**Task set**
a - In the post on instrumenting hardware adders, what makes it very simple to create the adders at an arbitrary width?
b - Continue the post on instrumenting hardware adders from its last sentence.
----- Reading text -----
Instrumenting Hardware Adders
Following my interview with Teo on optimising hardware adders, I thought it would be a great project to tapeout on MPW6.
I wrote about the process on twitter:
I'm working on putting @td_ene 's adder work onto MPW6. Work in progress repo here: https://t.co/OBg8jQG1HJ
— Matthew Venn (@matthewvenn) May 17, 2022
It was very easy to generate the adders, but I'm getting stuck on instrumenting them. I need to measure the performance inside the chip to get accurate results. pic.twitter.com/3CJvjmNzGI
As usual with ASIC development, it’s much faster to say what you want to do than to actually do it!
Teo’s Python library makes it very simple to create the adders at an arbitrary width, so the challenge was to find a way to measure how fast they are.
If you saw the interview series I did with Andrew Zonenberg about characterising OpenRAM, you’ll know the results weren’t great because the OpenRAM block was just connected straight to the IOs of the ASIC.
----- Data segment -----
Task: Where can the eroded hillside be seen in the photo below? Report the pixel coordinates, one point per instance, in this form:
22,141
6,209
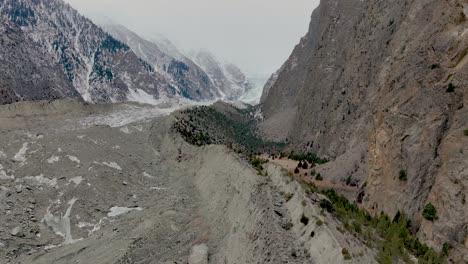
-----
**Results by task**
a - Teo's Python library.

b -
This made it quick and easy to tapeout, but created problems in getting accurate measurements. That’s because there are parasitics and skew in the traces that affected timing and can’t be removed from the results because we don’t know what they were.
To avoid this with the adders, we built a measurement circuit around the adder:
The top half is a ring oscillator with a few different pathways. We used 31 inverters for a loop frequency of about 250MHz. The different paths through the loop are:
- bypass - just the 31 inverters
- control - adds another 4 inverters
- adder - through any bit of the adder.
We can also set the a and b inputs and get the sum out, which allows us to verify the adder actually works.
The bottom half shows a couple of registers (with adders!) that allow us to program an integration time. While that counter is counter down at the system clock speed (10MHz), the oscillator counter will be counting up.
When the integration counter finishes we can divide one by the other to get the speed of the loop. By changing swapping in and out the different bits of the adder we’ll be able to measure exactly how fast it is, and compare the 5 different adders we put on MPW6:
- Behavioural (default Yosys)
- Ripple-carry
- Sklansky
- Brent-Kung
- Kogge-Stone
The repository we taped out on MPW6 is here: https://github.com/mattvenn/wrapped_instrumented_adder. There are 5 different branches, one for each type of adder.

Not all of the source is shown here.